*Exercise aim*:
Rescale everything from the line containing "Reviewer note: every instance of the buttercup" down to the end of the material, both ends included, and reproduce every line, requests included, with each answer coordinate multiplied by 1.55 and rounded to a whole number, halves rounded up. Return only those lines.
>> Start Given records
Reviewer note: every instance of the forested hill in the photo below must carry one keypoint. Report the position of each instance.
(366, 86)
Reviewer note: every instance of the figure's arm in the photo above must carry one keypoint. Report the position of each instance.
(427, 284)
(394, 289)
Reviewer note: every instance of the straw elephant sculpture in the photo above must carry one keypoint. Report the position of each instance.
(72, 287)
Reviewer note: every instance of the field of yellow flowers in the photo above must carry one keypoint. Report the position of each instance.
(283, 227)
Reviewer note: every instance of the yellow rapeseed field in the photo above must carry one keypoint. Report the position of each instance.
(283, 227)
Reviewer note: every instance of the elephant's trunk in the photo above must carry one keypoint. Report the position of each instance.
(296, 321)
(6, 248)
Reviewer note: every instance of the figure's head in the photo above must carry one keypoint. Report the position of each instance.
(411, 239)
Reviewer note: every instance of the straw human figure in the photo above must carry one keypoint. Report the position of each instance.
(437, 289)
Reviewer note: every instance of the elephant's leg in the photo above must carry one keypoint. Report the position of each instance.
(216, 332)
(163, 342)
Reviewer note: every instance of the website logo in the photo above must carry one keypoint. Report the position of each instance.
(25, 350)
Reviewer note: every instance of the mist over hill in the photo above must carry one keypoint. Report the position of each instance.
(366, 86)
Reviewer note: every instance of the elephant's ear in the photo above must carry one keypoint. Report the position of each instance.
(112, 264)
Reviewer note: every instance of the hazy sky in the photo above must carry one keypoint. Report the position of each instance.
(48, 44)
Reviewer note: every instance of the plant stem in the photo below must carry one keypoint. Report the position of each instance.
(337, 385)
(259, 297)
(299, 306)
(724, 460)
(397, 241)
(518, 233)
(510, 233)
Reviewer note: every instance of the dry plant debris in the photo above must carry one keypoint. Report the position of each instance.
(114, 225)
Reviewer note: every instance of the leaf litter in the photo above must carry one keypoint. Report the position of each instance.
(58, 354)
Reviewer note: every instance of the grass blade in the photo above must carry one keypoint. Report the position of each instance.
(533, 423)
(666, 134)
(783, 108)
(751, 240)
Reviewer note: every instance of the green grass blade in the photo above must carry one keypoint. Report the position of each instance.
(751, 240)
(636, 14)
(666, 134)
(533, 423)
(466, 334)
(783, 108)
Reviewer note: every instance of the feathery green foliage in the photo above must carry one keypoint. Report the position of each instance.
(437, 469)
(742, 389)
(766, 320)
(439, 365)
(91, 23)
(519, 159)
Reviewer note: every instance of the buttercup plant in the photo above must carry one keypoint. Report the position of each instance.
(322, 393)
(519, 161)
>> End Given records
*Solution*:
Reviewer note: every instance of the buttercup plant in the photo above must carry one keypoint. Report the position of each instance.
(499, 609)
(804, 250)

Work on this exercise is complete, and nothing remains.